Task to complete:
Reproduce the whole listing below line for line without changing anything, leaving out the pictures.

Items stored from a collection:
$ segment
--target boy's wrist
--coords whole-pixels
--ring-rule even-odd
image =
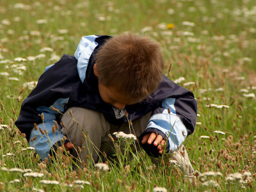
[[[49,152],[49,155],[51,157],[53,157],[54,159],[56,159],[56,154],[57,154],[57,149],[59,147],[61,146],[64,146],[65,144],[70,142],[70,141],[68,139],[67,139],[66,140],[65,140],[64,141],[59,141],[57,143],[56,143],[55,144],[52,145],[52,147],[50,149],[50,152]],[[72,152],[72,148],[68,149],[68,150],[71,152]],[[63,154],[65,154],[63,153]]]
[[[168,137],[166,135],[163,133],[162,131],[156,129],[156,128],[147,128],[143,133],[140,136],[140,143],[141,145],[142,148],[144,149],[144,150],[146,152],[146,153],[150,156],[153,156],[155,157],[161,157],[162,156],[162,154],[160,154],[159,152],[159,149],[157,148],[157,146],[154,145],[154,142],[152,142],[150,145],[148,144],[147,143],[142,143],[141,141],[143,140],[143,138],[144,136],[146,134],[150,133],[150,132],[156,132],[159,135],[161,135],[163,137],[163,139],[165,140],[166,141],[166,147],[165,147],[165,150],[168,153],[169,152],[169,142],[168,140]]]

Correct response:
$ segment
--target boy's wrist
--coords whole-pixels
--ring-rule even-odd
image =
[[[49,152],[49,155],[51,157],[53,157],[54,159],[56,159],[56,154],[57,154],[57,149],[59,147],[61,146],[64,146],[65,144],[70,142],[70,141],[68,139],[67,139],[66,140],[65,140],[64,141],[59,141],[57,143],[56,143],[55,144],[52,145],[52,147],[50,149],[50,152]],[[72,152],[72,148],[68,149],[68,150],[71,152]],[[63,154],[65,154],[63,153]]]
[[[168,137],[166,135],[163,133],[162,131],[156,129],[156,128],[147,128],[143,133],[140,136],[140,143],[141,145],[142,148],[144,149],[144,150],[146,152],[146,153],[150,156],[153,156],[155,157],[161,157],[162,156],[162,154],[160,154],[159,152],[159,149],[157,148],[157,146],[154,145],[154,142],[152,142],[150,145],[148,144],[147,143],[142,143],[141,141],[143,140],[143,138],[144,136],[146,134],[150,133],[150,132],[156,132],[159,135],[161,135],[163,137],[163,139],[165,140],[166,141],[166,147],[165,147],[165,150],[168,153],[169,152],[169,142],[168,140]]]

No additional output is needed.